练习 1:
请将下方 epoll 页面摘录中的这句话译成英文：“但 epoll 需要使用一个额外的文件描述符，来唯一标识内核中的这个事件表。”

页面摘录:
1 2	`/* Type used for the number of file descriptors. */ typedef unsigned long int nfds_t;`

timeout：指定超时值，int 类型，单位毫秒。-1 表示 poll 调用将阻塞直到某个事件发生；0 调用立即返回。
返回值：含义与 select 相同。

3. epoll

3.1 内核事件表

epoll 是 Linux 特有的 I/O 复用函数。它在实现和使用上与 select、poll 有很大差异。首先，epoll 使用一组函数来完成任务，而不是单个函数。其次，epoll 把用户关心的文件描述符上的事件放在内核里的一个事件表中，从而无须像 select 和 poll 那样每次调用都要重复传入文件描述符集或事件集。但 epoll 需要使用一个额外的文件描述符，来唯一标识内核中的这个事件表。这个文件描述符使用 epoll_create 函数创建：

/* Creates an epoll instance.  Returns an fd for the new instance.
   The "size" parameter is a hint specifying the number of file
   descriptors to be associated with the new instance.  The fd
   returned by epoll_create() should be closed with close().  */
extern int epoll_create (int __size) __THROW;

函数返回的文件描述符将用于后续 epoll 相关函数的第一个参数，以指定要访问的内核事件表。

本题记录:
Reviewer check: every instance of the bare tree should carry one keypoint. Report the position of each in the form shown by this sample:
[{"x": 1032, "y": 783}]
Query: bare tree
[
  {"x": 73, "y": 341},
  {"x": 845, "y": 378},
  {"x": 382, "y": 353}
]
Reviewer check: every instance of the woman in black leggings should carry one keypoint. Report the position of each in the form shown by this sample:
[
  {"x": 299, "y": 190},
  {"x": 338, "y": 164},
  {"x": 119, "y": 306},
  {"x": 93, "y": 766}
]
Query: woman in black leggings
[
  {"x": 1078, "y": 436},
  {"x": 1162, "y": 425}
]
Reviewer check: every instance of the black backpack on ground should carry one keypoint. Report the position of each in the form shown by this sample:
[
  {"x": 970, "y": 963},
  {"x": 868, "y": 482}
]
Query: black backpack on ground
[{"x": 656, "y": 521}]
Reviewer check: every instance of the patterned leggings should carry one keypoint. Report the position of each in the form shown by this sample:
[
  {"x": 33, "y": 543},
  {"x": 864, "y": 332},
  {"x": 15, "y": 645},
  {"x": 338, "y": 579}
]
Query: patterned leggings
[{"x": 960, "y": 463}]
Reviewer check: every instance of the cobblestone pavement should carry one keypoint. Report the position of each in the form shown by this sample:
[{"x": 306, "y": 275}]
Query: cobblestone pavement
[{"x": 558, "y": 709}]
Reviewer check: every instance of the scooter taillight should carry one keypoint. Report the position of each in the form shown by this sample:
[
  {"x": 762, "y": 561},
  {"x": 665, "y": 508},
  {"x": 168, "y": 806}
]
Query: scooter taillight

练习 2:
选出上方记录中所有含有字符串“Report”的行，逐行照抄。

参考答案 1:
However, epoll requires an additional file descriptor to uniquely identify this event table in the kernel.

参考答案 2:
Reviewer check: every instance of the bare tree should carry one keypoint. Report the position of each in the form shown by this sample:
Reviewer check: every instance of the woman in black leggings should carry one keypoint. Report the position of each in the form shown by this sample:
Reviewer check: every instance of the black backpack on ground should carry one keypoint. Report the position of each in the form shown by this sample:
Reviewer check: every instance of the patterned leggings should carry one keypoint. Report the position of each in the form shown by this sample:
Reviewer check: every instance of the cobblestone pavement should carry one keypoint. Report the position of each in the form shown by this sample:
Reviewer check: every instance of the scooter taillight should carry one keypoint. Report the position of each in the form shown by this sample:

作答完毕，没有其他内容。